Task prompt: Can you set out as a numbered list the lines below, starting at the line that contains "subject: black spot" and running through the end of the records, with blank lines omitted?

(Saved entries)
###

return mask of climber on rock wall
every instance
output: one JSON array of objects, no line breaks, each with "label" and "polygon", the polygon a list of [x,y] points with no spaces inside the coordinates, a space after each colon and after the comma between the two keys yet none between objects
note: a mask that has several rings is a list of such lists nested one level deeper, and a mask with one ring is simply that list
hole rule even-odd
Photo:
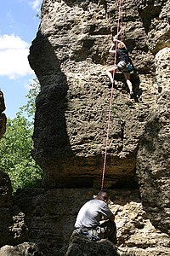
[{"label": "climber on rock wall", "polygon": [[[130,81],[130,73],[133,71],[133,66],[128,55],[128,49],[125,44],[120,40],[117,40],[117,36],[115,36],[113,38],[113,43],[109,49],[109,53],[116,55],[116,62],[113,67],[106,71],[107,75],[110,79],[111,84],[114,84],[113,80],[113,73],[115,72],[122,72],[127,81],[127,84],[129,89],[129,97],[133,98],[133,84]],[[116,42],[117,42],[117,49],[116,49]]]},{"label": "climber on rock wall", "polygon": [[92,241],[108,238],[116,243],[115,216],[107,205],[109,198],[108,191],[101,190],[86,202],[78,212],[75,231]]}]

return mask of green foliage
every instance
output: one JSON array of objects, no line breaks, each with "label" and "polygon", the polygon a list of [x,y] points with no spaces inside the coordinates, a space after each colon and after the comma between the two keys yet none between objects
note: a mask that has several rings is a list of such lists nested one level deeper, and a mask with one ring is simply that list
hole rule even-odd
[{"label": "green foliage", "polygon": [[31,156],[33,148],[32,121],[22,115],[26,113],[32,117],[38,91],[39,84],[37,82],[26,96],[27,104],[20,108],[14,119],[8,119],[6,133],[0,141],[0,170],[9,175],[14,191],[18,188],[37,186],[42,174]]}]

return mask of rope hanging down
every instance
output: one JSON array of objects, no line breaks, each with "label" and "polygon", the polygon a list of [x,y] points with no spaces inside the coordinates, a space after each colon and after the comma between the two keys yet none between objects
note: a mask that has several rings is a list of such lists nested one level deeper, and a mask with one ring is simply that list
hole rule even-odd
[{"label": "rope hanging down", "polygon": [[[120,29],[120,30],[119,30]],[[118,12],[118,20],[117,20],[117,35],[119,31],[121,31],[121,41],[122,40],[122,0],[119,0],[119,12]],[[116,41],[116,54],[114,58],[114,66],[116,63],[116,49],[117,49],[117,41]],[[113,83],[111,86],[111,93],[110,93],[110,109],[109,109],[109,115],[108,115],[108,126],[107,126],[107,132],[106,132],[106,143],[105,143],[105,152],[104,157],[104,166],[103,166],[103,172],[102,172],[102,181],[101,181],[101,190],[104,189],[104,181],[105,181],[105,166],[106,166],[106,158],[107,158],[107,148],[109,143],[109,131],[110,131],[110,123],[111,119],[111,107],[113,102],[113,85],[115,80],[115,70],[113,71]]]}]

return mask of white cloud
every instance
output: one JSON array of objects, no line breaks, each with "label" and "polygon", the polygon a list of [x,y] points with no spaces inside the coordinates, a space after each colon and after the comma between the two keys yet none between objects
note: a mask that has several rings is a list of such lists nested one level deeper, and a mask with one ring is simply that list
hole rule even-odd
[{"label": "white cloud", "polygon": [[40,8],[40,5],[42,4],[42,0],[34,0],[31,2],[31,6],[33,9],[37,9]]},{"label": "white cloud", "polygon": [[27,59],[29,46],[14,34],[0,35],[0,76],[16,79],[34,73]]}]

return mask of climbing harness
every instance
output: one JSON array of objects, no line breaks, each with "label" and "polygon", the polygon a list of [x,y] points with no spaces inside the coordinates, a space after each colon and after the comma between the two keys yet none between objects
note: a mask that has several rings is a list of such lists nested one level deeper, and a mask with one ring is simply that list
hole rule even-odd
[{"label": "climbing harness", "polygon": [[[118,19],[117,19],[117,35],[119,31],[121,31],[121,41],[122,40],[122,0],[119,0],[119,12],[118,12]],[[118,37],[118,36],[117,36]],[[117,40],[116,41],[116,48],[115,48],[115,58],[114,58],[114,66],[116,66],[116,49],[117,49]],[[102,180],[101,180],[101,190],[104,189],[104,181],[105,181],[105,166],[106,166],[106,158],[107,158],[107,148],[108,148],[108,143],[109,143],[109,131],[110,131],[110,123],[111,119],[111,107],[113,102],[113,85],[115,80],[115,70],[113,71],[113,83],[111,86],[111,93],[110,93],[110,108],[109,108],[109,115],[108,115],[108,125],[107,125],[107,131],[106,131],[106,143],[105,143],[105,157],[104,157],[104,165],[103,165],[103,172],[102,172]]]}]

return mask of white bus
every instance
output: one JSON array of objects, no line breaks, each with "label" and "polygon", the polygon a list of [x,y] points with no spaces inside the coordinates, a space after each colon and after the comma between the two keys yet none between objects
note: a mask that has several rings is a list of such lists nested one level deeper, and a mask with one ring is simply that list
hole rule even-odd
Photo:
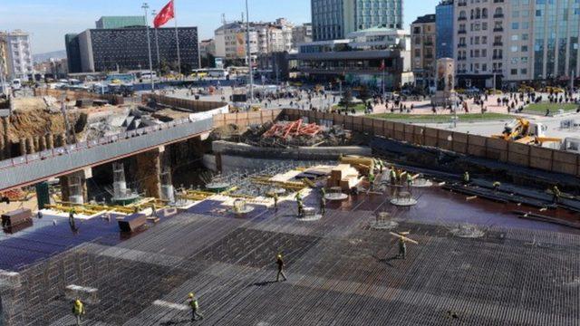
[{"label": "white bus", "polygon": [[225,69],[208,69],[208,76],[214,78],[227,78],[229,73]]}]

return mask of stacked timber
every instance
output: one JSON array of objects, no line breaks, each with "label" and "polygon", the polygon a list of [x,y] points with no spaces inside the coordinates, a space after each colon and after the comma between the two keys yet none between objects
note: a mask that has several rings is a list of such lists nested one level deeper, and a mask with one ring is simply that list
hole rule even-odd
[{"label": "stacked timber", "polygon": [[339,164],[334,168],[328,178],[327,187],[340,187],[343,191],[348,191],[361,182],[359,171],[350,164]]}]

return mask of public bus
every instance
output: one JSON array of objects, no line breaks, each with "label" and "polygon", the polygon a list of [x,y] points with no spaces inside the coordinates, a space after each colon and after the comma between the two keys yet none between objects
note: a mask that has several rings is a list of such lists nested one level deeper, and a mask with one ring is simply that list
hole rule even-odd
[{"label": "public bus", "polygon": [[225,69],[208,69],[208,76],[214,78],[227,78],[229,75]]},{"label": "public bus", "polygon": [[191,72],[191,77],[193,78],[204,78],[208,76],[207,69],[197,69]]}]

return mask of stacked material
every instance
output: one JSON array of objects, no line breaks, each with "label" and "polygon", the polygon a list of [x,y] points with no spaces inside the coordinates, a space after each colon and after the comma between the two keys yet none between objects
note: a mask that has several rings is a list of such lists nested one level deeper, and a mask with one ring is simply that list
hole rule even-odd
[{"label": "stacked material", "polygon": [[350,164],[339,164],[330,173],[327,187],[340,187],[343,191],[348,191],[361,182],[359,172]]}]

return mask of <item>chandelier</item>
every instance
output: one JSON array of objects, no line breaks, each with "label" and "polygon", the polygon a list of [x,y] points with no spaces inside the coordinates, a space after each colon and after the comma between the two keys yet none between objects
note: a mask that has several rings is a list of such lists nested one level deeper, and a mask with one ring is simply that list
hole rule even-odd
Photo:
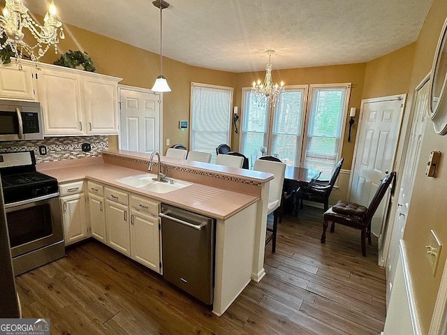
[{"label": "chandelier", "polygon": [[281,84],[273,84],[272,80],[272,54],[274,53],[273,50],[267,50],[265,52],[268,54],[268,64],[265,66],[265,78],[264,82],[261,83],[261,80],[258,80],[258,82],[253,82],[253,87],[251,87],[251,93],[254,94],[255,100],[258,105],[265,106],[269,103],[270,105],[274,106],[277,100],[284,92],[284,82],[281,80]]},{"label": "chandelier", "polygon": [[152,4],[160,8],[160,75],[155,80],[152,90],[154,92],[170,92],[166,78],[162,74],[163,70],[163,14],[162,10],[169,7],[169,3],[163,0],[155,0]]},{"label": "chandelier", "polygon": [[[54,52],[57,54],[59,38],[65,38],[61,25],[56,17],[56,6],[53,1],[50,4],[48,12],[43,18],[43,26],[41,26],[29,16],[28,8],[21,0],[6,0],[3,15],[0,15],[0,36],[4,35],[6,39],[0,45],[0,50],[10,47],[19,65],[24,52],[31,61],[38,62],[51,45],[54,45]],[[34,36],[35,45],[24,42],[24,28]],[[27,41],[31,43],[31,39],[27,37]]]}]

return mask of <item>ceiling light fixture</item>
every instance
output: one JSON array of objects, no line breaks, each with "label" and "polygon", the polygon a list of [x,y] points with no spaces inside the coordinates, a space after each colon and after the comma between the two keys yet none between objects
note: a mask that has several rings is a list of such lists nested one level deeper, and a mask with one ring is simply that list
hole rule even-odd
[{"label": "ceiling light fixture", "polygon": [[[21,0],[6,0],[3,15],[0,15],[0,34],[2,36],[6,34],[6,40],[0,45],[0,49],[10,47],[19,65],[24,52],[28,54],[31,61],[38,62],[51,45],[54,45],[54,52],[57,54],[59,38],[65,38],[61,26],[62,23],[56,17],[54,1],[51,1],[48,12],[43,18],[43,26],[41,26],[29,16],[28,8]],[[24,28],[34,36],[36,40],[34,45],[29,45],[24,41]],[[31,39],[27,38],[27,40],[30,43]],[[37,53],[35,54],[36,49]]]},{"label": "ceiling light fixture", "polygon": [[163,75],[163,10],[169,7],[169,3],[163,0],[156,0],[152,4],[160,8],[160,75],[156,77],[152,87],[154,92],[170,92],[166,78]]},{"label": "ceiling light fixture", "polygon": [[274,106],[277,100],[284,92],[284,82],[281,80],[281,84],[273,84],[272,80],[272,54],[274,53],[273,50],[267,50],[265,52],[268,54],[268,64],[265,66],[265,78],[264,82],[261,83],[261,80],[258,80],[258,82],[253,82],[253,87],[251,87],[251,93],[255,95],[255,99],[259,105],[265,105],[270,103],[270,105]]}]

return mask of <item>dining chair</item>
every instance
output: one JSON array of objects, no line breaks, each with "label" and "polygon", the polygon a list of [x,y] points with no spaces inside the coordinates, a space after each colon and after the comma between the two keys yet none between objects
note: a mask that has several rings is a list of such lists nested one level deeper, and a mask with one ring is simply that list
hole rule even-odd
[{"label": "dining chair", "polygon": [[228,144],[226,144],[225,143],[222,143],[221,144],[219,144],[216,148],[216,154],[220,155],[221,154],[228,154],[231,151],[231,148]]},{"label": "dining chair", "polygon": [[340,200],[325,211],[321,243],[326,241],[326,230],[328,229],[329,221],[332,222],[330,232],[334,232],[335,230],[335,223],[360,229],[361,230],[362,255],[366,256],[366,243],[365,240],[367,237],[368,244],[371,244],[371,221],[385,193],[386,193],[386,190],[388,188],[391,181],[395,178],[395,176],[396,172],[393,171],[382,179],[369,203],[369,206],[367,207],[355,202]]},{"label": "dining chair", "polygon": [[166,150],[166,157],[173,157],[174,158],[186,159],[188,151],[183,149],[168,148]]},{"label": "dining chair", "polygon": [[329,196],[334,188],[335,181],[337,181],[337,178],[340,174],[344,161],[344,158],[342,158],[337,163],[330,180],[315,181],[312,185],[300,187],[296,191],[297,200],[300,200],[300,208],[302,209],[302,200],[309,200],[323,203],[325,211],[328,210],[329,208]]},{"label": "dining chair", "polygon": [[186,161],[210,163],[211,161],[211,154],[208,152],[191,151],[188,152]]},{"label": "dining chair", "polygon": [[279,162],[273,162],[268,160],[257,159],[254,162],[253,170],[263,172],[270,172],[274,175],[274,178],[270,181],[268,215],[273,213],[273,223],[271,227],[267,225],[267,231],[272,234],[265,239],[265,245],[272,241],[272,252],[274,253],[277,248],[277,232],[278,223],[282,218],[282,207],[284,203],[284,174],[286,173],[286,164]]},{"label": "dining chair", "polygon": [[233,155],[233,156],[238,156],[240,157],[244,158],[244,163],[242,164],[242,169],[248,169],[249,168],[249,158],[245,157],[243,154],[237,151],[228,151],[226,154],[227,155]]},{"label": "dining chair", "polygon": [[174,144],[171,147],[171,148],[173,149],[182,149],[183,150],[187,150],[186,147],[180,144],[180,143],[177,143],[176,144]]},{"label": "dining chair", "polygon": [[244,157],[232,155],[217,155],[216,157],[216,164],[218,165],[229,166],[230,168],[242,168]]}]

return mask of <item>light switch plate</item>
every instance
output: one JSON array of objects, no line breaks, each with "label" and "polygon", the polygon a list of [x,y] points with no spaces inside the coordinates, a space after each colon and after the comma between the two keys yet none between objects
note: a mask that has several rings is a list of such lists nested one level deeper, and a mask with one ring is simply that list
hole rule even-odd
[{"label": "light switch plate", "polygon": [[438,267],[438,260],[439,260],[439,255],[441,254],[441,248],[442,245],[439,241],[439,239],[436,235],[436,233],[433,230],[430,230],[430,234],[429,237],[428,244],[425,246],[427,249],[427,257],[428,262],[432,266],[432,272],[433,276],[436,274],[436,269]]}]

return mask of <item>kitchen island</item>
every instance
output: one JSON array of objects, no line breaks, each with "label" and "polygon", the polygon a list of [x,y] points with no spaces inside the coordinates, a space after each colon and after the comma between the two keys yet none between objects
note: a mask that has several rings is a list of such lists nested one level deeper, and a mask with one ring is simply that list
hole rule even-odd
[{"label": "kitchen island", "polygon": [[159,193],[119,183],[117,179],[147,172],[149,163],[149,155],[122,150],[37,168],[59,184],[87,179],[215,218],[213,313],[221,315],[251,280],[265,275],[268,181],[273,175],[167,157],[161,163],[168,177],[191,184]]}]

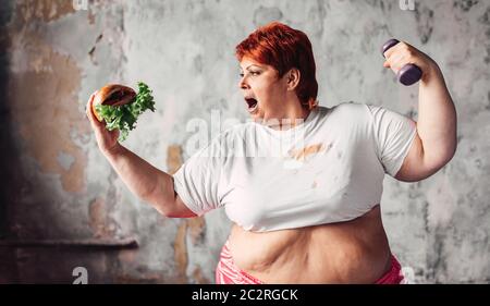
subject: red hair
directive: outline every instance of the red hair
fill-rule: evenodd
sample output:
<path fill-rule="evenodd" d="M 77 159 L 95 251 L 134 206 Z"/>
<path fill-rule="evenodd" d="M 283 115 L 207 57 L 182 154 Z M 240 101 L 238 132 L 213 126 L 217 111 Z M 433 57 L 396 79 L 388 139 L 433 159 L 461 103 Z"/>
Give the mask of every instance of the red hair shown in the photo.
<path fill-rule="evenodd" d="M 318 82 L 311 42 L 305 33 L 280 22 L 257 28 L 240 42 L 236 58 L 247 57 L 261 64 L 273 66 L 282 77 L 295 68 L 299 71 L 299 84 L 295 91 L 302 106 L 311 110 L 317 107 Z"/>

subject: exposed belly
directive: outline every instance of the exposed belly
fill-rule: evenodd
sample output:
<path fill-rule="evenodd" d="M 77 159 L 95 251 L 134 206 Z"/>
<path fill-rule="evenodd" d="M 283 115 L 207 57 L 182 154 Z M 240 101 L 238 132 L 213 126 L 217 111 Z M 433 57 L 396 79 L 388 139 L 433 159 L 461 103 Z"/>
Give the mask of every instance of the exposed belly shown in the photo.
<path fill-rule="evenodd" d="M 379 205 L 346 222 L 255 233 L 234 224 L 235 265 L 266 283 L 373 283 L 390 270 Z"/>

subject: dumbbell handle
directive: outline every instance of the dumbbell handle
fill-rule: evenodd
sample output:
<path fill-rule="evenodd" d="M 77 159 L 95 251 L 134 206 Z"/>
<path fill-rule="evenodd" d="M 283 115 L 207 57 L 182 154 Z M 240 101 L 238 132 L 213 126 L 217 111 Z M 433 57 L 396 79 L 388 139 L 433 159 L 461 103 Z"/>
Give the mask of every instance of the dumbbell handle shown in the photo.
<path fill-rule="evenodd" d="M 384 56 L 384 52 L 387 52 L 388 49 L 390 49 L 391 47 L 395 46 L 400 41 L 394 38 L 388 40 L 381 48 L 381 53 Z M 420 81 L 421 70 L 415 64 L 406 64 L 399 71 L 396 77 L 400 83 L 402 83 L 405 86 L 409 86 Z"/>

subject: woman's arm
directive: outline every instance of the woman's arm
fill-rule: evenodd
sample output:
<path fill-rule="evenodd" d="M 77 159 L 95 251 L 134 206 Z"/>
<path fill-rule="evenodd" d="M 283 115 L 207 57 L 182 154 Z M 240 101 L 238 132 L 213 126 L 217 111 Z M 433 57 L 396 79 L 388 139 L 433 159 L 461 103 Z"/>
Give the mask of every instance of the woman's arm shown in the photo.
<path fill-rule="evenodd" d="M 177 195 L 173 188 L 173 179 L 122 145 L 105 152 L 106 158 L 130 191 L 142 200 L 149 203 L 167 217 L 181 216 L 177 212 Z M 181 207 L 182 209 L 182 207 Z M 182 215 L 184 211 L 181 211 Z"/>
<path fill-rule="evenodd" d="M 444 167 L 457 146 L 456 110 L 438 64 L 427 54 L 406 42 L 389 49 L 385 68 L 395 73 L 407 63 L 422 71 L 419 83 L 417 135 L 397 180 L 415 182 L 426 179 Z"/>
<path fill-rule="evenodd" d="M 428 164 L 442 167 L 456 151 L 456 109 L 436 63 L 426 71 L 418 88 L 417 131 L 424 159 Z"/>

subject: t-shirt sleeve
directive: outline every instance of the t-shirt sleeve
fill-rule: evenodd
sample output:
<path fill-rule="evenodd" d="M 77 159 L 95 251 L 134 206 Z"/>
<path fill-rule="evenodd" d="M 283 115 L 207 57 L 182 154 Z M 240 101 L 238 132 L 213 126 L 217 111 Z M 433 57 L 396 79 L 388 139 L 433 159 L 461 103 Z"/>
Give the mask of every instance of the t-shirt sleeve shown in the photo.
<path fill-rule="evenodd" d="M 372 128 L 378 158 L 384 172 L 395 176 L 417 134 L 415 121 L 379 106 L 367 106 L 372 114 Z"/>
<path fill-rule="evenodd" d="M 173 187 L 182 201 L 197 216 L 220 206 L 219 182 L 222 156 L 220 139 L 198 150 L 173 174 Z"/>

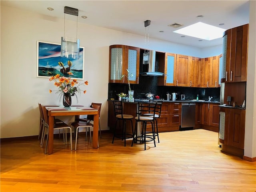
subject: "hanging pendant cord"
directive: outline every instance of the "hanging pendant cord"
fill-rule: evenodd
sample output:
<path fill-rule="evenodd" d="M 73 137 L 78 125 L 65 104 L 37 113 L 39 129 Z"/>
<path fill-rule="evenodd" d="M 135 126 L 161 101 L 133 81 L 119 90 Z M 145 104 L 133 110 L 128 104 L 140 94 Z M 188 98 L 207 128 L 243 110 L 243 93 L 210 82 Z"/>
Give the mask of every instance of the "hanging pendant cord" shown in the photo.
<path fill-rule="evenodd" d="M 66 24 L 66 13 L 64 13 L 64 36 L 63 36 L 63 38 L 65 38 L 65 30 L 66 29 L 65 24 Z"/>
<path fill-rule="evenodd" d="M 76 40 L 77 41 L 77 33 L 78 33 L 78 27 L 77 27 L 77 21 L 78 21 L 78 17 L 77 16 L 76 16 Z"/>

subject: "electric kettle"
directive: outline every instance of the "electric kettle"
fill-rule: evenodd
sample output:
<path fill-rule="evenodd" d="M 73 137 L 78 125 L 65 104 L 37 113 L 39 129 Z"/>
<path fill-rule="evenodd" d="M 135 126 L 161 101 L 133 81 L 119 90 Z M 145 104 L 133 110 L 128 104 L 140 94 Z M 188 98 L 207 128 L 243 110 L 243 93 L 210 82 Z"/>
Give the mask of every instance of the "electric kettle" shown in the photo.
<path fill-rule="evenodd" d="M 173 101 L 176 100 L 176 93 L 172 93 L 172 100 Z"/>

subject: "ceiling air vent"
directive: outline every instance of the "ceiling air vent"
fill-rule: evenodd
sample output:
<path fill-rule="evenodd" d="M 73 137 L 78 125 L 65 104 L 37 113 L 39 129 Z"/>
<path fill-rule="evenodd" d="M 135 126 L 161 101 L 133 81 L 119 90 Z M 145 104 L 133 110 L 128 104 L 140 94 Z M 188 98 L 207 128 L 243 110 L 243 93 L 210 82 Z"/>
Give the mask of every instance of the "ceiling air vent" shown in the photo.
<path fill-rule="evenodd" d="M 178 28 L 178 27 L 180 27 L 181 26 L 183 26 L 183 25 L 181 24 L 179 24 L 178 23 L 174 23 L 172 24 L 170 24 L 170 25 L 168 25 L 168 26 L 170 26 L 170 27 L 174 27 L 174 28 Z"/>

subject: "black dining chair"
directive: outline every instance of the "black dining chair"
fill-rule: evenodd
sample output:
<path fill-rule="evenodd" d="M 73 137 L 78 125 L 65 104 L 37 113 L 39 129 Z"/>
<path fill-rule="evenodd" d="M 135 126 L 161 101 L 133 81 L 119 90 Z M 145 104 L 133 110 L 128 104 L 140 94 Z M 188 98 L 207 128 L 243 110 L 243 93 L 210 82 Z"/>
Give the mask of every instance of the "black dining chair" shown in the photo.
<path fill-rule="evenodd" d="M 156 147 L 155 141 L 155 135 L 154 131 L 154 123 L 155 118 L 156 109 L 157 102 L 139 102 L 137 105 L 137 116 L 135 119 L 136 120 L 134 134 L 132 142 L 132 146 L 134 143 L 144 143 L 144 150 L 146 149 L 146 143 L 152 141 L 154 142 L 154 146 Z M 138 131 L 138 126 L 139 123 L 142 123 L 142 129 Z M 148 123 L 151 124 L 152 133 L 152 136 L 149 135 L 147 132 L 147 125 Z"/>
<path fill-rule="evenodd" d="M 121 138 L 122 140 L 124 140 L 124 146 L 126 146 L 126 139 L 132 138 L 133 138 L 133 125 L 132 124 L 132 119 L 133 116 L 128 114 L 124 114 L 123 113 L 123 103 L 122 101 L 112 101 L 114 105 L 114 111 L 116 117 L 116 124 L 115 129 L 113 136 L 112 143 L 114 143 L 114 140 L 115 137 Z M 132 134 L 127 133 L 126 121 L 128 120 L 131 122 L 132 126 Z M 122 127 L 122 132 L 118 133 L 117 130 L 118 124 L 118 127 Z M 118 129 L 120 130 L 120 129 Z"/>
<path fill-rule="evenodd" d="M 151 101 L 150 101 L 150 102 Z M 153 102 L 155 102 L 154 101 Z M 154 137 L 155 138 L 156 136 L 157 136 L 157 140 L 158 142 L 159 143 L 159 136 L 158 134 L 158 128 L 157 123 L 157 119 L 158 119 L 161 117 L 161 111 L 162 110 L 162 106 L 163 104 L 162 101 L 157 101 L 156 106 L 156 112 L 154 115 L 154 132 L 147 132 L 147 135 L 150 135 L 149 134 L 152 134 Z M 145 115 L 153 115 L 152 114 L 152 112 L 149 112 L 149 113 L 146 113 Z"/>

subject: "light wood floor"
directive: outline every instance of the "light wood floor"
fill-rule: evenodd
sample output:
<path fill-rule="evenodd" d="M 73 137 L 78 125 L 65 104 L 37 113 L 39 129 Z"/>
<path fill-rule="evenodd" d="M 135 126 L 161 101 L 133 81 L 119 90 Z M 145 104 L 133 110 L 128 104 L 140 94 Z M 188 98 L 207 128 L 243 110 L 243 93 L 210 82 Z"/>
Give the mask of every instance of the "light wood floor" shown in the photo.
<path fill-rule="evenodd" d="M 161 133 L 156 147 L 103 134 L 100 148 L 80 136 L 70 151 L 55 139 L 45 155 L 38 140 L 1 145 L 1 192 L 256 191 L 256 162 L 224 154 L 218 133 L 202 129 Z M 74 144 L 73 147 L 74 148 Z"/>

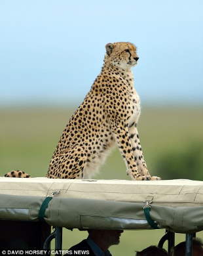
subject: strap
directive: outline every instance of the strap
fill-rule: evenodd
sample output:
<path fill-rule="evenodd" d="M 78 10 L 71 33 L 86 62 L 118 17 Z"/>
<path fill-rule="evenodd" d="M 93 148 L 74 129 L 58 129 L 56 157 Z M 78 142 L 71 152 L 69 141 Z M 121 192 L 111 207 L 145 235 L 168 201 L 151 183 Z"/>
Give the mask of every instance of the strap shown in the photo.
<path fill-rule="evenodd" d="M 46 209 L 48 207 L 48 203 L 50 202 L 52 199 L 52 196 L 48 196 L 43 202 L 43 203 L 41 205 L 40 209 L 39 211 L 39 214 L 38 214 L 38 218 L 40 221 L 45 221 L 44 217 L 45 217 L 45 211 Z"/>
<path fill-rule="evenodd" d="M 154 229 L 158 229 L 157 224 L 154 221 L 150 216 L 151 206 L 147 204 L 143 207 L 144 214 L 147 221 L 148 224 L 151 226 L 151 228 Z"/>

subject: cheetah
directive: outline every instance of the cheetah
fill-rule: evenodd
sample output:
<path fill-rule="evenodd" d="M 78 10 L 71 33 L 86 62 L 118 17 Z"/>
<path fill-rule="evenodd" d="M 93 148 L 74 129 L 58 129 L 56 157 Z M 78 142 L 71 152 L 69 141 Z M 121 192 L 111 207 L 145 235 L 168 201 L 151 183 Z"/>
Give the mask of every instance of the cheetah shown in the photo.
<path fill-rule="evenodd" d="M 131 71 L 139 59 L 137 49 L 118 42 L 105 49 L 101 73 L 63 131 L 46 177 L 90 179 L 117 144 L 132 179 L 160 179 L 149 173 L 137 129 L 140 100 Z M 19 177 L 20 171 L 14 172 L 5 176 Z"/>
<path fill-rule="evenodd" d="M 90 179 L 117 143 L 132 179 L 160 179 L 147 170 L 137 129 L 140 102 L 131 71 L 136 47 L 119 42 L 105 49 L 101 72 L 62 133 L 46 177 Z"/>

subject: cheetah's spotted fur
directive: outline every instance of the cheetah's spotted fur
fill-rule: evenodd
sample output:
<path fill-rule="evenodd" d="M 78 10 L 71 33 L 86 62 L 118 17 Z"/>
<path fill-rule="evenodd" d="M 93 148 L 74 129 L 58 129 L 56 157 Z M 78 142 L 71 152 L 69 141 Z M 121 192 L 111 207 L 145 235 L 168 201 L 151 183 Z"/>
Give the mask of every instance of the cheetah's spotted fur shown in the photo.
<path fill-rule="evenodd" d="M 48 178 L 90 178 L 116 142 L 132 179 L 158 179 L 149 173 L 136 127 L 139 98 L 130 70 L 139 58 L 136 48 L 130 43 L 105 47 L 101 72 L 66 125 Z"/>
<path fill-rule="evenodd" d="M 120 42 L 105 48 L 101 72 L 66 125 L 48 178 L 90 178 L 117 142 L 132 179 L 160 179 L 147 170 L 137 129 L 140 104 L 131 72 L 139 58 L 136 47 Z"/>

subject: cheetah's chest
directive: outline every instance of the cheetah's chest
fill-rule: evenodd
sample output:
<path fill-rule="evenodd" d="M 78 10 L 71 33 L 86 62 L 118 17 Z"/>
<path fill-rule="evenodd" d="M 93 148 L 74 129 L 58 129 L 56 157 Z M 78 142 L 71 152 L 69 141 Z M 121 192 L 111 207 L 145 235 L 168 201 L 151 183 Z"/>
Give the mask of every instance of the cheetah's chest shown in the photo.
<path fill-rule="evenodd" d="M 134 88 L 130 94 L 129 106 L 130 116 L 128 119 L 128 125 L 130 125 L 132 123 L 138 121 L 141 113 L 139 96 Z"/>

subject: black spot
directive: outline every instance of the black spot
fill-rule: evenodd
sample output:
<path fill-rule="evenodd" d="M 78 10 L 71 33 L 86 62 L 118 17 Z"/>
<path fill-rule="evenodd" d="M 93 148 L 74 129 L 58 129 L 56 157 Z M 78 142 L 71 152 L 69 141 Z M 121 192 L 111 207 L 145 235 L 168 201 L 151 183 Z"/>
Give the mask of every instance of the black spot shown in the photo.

###

Expected answer:
1. subject: black spot
2. directive: outline every instance of the black spot
3. fill-rule: evenodd
4. sample output:
5. <path fill-rule="evenodd" d="M 78 10 L 71 33 L 86 62 L 118 17 Z"/>
6. <path fill-rule="evenodd" d="M 93 148 L 74 129 L 58 129 L 56 157 Z M 78 142 L 71 152 L 69 141 Z M 121 192 L 111 207 L 145 235 L 168 201 L 151 183 Z"/>
7. Give the mask of every instance of the black spot shown in the photo.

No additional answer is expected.